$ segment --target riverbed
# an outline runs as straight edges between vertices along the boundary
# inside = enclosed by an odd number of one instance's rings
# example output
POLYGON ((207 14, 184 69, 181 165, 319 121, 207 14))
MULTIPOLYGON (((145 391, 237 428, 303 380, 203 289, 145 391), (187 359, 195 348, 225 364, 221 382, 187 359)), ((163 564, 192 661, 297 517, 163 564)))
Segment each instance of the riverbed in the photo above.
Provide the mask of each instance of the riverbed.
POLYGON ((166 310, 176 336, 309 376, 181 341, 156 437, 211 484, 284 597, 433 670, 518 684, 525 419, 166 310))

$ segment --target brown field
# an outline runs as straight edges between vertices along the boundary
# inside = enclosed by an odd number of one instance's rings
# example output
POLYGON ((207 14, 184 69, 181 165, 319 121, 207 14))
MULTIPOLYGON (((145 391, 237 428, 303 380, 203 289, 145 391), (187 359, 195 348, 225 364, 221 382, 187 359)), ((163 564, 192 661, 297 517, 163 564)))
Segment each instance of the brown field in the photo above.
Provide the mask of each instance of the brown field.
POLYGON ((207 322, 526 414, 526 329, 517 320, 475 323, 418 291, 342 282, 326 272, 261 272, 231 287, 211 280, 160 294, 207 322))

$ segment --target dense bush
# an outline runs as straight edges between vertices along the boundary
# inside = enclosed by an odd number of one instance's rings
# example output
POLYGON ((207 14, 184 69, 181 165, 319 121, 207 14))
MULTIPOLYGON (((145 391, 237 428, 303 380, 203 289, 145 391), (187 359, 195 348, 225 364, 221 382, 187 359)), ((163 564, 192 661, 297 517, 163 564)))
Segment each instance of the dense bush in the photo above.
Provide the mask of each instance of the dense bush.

• **What the task asks**:
Switch "riverbed" to "streambed" in the listing from its first line through the line containing "POLYGON ((166 310, 176". Repeat those lines with no other change.

• **Answer**:
$ segment --target streambed
# an outline runs as straight edges between vertices along the boundary
# inside = enclosed by an odd number of one instance's rings
# example output
POLYGON ((207 14, 184 69, 181 165, 319 121, 207 14))
MULTIPOLYGON (((145 391, 237 428, 303 380, 203 289, 145 391), (187 359, 195 348, 225 364, 221 382, 187 359)), ((163 564, 192 661, 297 517, 163 564)))
Segment each instance of the streambed in the photo above.
Provide the mask of each instance of the streambed.
POLYGON ((166 310, 176 336, 309 376, 181 341, 156 437, 211 484, 284 597, 433 670, 518 684, 525 419, 166 310))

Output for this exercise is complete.